=== 待办任务 ===
请判断以下陈述是否与下面的 kubelet 源码分析文档相符，每条答“是”或“否”，并原样引用文档中起决定作用的文字：(a) 创建的 cobra.Command 将 DisableFlagParsing 设为 true；(b) command.Execute() 返回错误时，程序以状态码 0 退出；(c) Run 返回错误时会调用 glog.Fatal。

=== 文档 ===
[源码分析] kubelet源码分析（一）之 NewKubeletCommand

func main() {
	rand.Seed(time.Now().UTC().UnixNano())

	command := app.NewKubeletCommand(server.SetupSignalHandler())
	logs.InitLogs()
	defer logs.FlushLogs()

	if err := command.Execute(); err != nil {
		fmt.Fprintf(os.Stderr, "%v\n", err)
		os.Exit(1)
	}
}

// 初始化命令行
command := app.NewKubeletCommand(server.SetupSignalHandler())
// 执行Execute
err := command.Execute()

// NewKubeletCommand creates a *cobra.Command object with default parameters
func NewKubeletCommand(stopCh <-chan struct{}) *cobra.Command {
	...
	cmd := &cobra.Command{
		Use: componentKubelet,
		Long: `...`,
		// The Kubelet has special flag parsing requirements to enforce flag precedence rules,
		// so we do all our parsing manually in Run, below.
		// DisableFlagParsing=true provides the full set of flags passed to the kubelet in the
		// `args` arg to Run, without Cobra's interference.
		DisableFlagParsing: true,
		Run: func(cmd *cobra.Command, args []string) {
			...
			// run the kubelet
			glog.V(5).Infof("KubeletConfiguration: %#v", kubeletServer.KubeletConfiguration)
			if err := Run(kubeletServer, kubeletDeps, stopCh); err != nil {
				glog.Fatal(err)
			}
		},
	}
	...

=== 记录摘录 ===

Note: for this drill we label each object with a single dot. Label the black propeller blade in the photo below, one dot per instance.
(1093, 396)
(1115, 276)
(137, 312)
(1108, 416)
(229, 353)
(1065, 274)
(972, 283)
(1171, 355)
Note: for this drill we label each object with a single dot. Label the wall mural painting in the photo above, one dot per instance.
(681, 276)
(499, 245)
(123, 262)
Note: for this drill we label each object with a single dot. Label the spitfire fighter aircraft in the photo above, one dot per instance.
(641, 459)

=== 练习结果 ===
(a) 是：“DisableFlagParsing: true”
(b) 否：“os.Exit(1)”
(c) 是：“glog.Fatal(err)”